#### [What to do]
Rewrite the listing below, changing every "instance" to "object" and keeping everything else as it is. Omit the pictures from your answer.

-- START Records provided --

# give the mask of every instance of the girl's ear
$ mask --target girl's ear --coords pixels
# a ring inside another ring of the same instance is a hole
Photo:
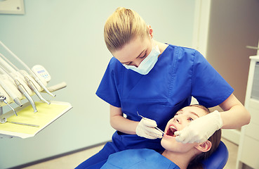
[[[151,38],[153,38],[153,29],[151,28],[150,25],[147,25],[148,34],[150,35]]]
[[[197,145],[195,148],[201,152],[207,152],[211,149],[211,142],[208,140],[206,140],[206,142]]]

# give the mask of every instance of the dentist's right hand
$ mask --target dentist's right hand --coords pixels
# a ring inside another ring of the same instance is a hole
[[[163,137],[163,134],[154,128],[157,126],[155,120],[147,118],[142,118],[135,129],[135,132],[137,135],[147,139],[161,139]]]

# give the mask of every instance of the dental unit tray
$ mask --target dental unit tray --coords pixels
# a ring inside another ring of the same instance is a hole
[[[36,102],[35,104],[38,109],[36,113],[32,113],[33,108],[29,106],[29,103],[27,103],[23,105],[22,108],[15,108],[18,116],[14,115],[12,111],[0,115],[1,119],[7,119],[6,123],[0,123],[0,134],[4,134],[0,135],[0,137],[4,137],[4,135],[22,139],[34,137],[72,108],[69,103],[55,101],[51,101],[50,105],[42,102]],[[8,121],[35,126],[15,124]]]
[[[0,139],[34,137],[72,108],[69,103],[47,101],[41,96],[47,93],[54,97],[52,92],[67,84],[47,87],[51,77],[42,65],[36,65],[31,69],[0,41],[1,46],[25,70],[13,64],[0,49]],[[33,95],[40,101],[35,101]],[[27,102],[22,104],[22,100]]]

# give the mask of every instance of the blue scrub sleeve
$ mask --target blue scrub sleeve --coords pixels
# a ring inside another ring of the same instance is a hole
[[[121,107],[114,73],[114,68],[117,64],[121,63],[118,63],[115,58],[112,58],[96,92],[96,95],[114,106]]]
[[[192,95],[206,107],[218,106],[234,89],[199,52],[195,52],[192,79]]]

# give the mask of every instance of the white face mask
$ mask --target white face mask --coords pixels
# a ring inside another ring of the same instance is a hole
[[[160,51],[158,45],[152,47],[150,54],[140,63],[137,68],[135,65],[128,65],[122,64],[126,69],[131,69],[141,75],[147,75],[154,68],[157,62],[158,56],[160,54]]]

-- END Records provided --

#### [Response to this exercise]
# give the mask of every object of the girl's ear
$ mask --target girl's ear --coords pixels
# a ring inside another ring of the same object is a hole
Photo:
[[[151,38],[153,38],[153,29],[151,28],[150,25],[147,25],[148,34],[150,35]]]
[[[197,145],[195,148],[201,152],[207,152],[211,149],[211,142],[208,140],[206,140],[206,142]]]

# give the mask of every object of the dentist's right hand
$ mask --target dentist's right hand --coords pixels
# a ring inside another ring of the same object is a hole
[[[163,137],[163,134],[154,128],[157,126],[155,120],[147,118],[142,118],[135,129],[135,132],[137,135],[147,139],[161,139]]]

# give the mask of every object of the dental unit tray
$ mask --target dental unit tray --coords pixels
# a ring inside another ring of the same object is a hole
[[[36,102],[35,104],[38,109],[36,113],[32,113],[33,108],[29,106],[29,103],[27,103],[23,105],[22,108],[15,108],[18,116],[14,115],[12,111],[0,115],[1,119],[7,119],[6,123],[0,123],[0,134],[4,134],[0,135],[0,137],[4,137],[4,135],[22,139],[34,137],[72,108],[69,103],[55,101],[51,101],[50,105],[42,102]],[[8,121],[35,126],[15,124]]]
[[[0,139],[34,137],[72,108],[69,103],[47,101],[41,96],[47,93],[54,97],[52,92],[67,84],[47,87],[51,77],[42,65],[36,65],[31,69],[0,41],[1,46],[25,70],[13,64],[0,49]],[[33,95],[40,101],[35,101]],[[27,102],[22,104],[22,100]]]

# give the mask of every object of the blue scrub sleeve
$ mask --target blue scrub sleeve --coords pixels
# a ring inside another ring of the same object is a hole
[[[121,107],[114,73],[114,68],[117,64],[121,63],[118,63],[115,58],[112,58],[96,92],[96,95],[114,106]]]
[[[192,95],[206,107],[218,106],[234,89],[199,52],[195,52],[192,79]]]

# give the mask of every object of the white face mask
$ mask --target white face mask --coords pixels
# a ring inside another ring of the same object is a hole
[[[160,51],[158,45],[152,47],[150,54],[140,63],[137,68],[135,65],[128,65],[122,64],[126,69],[131,69],[141,75],[147,75],[154,68],[157,62],[158,56],[160,54]]]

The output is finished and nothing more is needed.